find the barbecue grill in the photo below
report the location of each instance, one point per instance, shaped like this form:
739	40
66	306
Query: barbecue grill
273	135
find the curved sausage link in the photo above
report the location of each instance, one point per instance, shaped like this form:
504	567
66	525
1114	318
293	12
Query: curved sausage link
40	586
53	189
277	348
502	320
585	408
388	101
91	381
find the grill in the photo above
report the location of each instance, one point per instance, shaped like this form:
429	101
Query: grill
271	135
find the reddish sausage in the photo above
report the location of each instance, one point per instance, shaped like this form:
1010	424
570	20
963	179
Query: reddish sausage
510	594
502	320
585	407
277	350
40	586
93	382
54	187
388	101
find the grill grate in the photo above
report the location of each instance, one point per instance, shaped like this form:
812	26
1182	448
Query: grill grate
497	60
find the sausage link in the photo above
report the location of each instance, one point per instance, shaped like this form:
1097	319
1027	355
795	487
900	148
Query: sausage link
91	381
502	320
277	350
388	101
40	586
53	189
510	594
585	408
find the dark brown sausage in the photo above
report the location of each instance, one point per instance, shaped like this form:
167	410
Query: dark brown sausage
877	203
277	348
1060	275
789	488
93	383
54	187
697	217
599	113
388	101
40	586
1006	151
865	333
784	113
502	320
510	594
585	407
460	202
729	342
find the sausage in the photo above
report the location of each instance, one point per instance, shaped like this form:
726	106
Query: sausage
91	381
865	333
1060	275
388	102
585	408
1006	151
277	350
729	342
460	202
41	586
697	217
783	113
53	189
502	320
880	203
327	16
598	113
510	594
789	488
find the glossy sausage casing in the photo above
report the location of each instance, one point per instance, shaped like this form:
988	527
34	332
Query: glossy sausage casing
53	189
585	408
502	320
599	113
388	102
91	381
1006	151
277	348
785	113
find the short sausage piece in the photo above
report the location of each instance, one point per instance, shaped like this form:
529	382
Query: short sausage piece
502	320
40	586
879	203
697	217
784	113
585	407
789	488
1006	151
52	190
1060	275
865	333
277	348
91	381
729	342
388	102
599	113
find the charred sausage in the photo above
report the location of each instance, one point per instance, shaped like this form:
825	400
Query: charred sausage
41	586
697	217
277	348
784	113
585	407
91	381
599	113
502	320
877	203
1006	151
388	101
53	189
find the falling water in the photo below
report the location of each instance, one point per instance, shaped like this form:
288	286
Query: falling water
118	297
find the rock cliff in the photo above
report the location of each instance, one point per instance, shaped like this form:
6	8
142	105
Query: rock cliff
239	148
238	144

::::

▶ The problem: Rescale the entries above from the line with "find the short" through the end of the entries, and reproduce every line in that span, requests included. Multiply each coordinate in the answer points by 2.2 and round to whole numbers, with halves rounded up; leave the requests and their format samples unchanged.

▶ Exercise solution:
find the short sausage piece in the photo above
report the location of each instance, one point per instance, shaped like this form:
529	382
Query: short sausage piece
1104	704
88	1289
1934	447
1533	477
1725	249
1287	895
1736	1074
2213	332
114	418
2332	605
1903	733
609	766
200	838
1604	752
854	224
1318	249
find the charred sausage in the photo above
report the location of each instance, one point per instance, shaped like this form:
825	400
Query: charred sausage
90	1289
1533	477
609	766
1725	249
1287	895
200	838
1318	249
1104	704
1929	447
2213	332
854	222
117	416
find the falling water in the photo below
report the location of each instance, one point per instance, shaped like this form:
288	286
Query: falling water
260	653
find the rock cliff in the photo above
report the location of each instance, one point per instance, shaped like this form:
6	8
142	105
Query: rock cliff
526	326
524	317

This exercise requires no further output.